Teks yang Ditampilkan

======

Selasa 06 Nov 2018 05:11 WIB

Sebab dan Alasan Yusril Akhirnya Merapat ke Jokowi-Ma'ruf

Yusril telah resmi ditunjuk sebagai pengacara pasangan Jokowi-Ma'ruf.

Rep: Rizkyan Adiyudha, Dedy Darmawan Nasution, Antara/ Red: Andri Saubani
Ketua  Umum Partai Bulan Bintang Yusril Ihza  memberikan sambutan  saat acara Pengundian Nomor Urut Peserta Pemilu 2019 di Kantor KPU, Jakarta, Ahad (18/2).
Foto: Republika/Iman Firmansyah
Ketua Umum Partai Bulan Bintang Yusril Ihza memberikan sambutan saat acara Pengundian Nomor Urut Peserta Pemilu 2019 di Kantor KPU, Jakarta, Ahad (18/2).

REPUBLIKA.CO.ID, Partai Bulan Bintang (PBB) hingga kini belum menentukan arah dukungan di Pilpres 2019, meski ketua umumnya, Yusril Ihza Mahendra kerap melempar kode bahwa dirinya akan mendukung pasangan capres nomor urut 01, Joko Widodo (Jokowi)-Ma'ruf Amin. Terkini, ia baru saja menerima tawaran menjadi pengacara Jokowi-Ma'ruf di Pilpres 2019.

"Dengan menerima ini, mudah-mudahan saya bisa menyumbangkan sesuatu agar pilpres dan pemilu serentak kali ini berjalan fair, jujur dan adil dan semua pihak menaati aturan-aturan hukum yang berlaku," kata Yusril menjelaskan alasannya menerima tawaran menjadi pengacara Jokowi-Ma'ruf, Senin (5/11).

Pengukuhan Yusril Ihza Mahendra sebagai pengacara Jokowi-Ma'ruf berawal saat pertemuan dirinya dengan Ketua TKN KIK Erick Thohir di Hotel Mulia, Jakarta, belum lama ini. Saat itu, Erick menanyakan kepastian dari Yusril untuk menjadi kuasa hukum paslon 01. Yusril kemudian menyetujui tawaran tersebut.

======

Informasi Tersedia
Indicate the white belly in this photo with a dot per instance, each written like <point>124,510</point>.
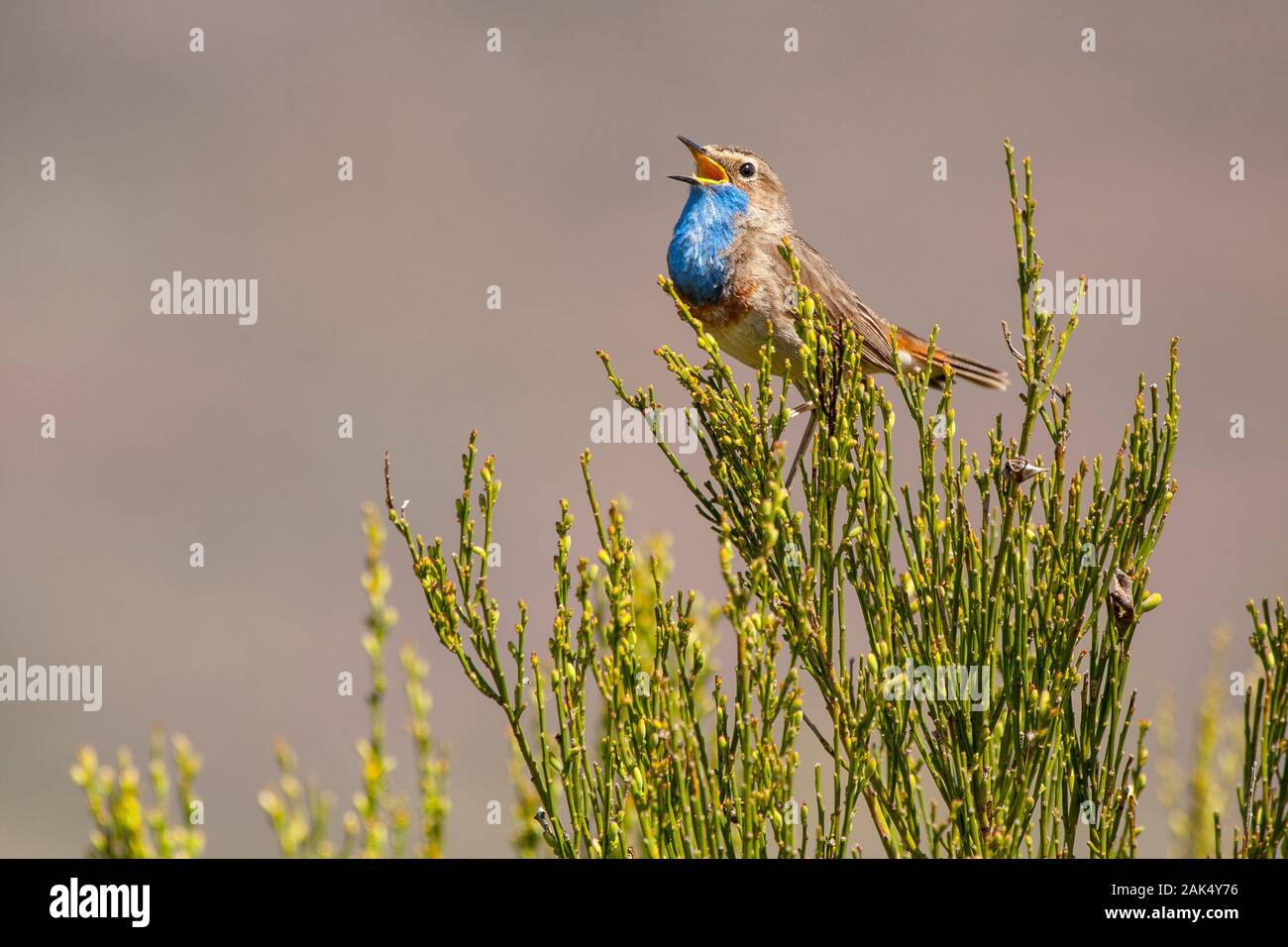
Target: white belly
<point>743,339</point>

======

Tugas Anda
Salin bagian berita tentang Yusril di atas, mulai dari "Selasa 06 Nov" dan berlanjut hingga "pengacara pasangan Jokowi-Ma'ruf.".

Jawaban Latihan
Selasa 06 Nov 2018 05:11 WIB

Sebab dan Alasan Yusril Akhirnya Merapat ke Jokowi-Ma'ruf

Yusril telah resmi ditunjuk sebagai pengacara pasangan Jokowi-Ma'ruf.